Stored items
-- begin --

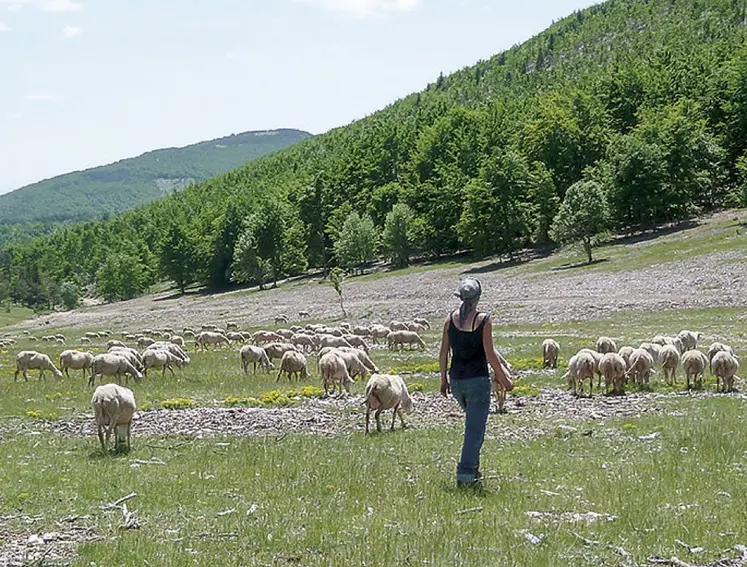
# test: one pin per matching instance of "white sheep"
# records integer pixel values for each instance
(613, 367)
(401, 338)
(293, 362)
(725, 366)
(605, 345)
(694, 364)
(32, 360)
(76, 360)
(113, 408)
(333, 371)
(550, 353)
(640, 365)
(255, 355)
(669, 359)
(689, 339)
(110, 364)
(387, 391)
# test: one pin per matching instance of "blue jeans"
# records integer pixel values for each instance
(473, 394)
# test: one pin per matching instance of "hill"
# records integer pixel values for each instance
(128, 183)
(643, 101)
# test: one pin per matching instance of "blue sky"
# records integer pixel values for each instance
(88, 82)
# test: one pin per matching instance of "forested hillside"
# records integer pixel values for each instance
(128, 183)
(636, 110)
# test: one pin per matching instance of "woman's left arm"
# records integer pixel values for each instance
(491, 354)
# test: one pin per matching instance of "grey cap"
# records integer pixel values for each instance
(469, 288)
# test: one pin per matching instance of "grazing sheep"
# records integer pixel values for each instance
(669, 359)
(694, 363)
(401, 338)
(387, 391)
(713, 349)
(254, 354)
(333, 371)
(76, 360)
(32, 360)
(689, 339)
(265, 337)
(277, 350)
(640, 365)
(293, 362)
(112, 365)
(159, 359)
(550, 352)
(113, 408)
(725, 366)
(211, 338)
(625, 353)
(613, 367)
(605, 345)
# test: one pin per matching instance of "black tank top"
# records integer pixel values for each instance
(468, 358)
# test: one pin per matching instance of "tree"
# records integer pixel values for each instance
(357, 242)
(336, 277)
(70, 294)
(398, 237)
(583, 217)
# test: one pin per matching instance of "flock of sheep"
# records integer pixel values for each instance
(342, 355)
(617, 367)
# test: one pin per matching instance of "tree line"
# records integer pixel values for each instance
(619, 117)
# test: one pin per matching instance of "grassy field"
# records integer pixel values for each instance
(579, 490)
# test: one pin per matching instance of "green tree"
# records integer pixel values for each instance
(70, 294)
(399, 234)
(357, 242)
(583, 217)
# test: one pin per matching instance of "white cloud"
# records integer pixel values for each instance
(41, 97)
(70, 32)
(363, 8)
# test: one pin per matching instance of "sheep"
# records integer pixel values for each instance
(669, 358)
(725, 366)
(254, 354)
(277, 350)
(625, 353)
(112, 365)
(76, 360)
(713, 349)
(387, 391)
(694, 363)
(689, 339)
(333, 371)
(605, 345)
(32, 360)
(401, 338)
(211, 338)
(356, 341)
(330, 340)
(156, 358)
(113, 408)
(613, 367)
(293, 362)
(378, 332)
(422, 321)
(640, 365)
(265, 337)
(550, 352)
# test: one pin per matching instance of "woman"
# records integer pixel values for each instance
(468, 335)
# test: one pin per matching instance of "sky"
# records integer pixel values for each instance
(89, 82)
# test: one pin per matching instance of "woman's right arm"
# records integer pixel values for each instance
(443, 358)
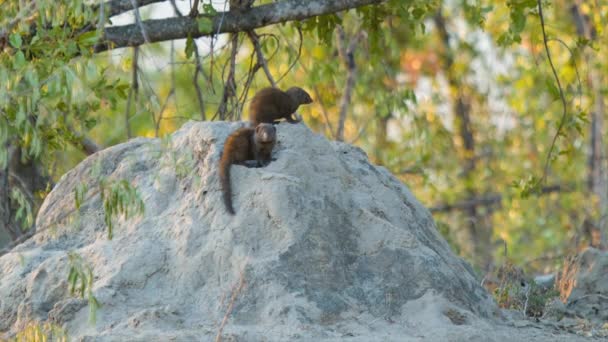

-- end --

__Directions__
How many lines of the data contain the string "woman", with case counting? Give only the number.

__Written response__
3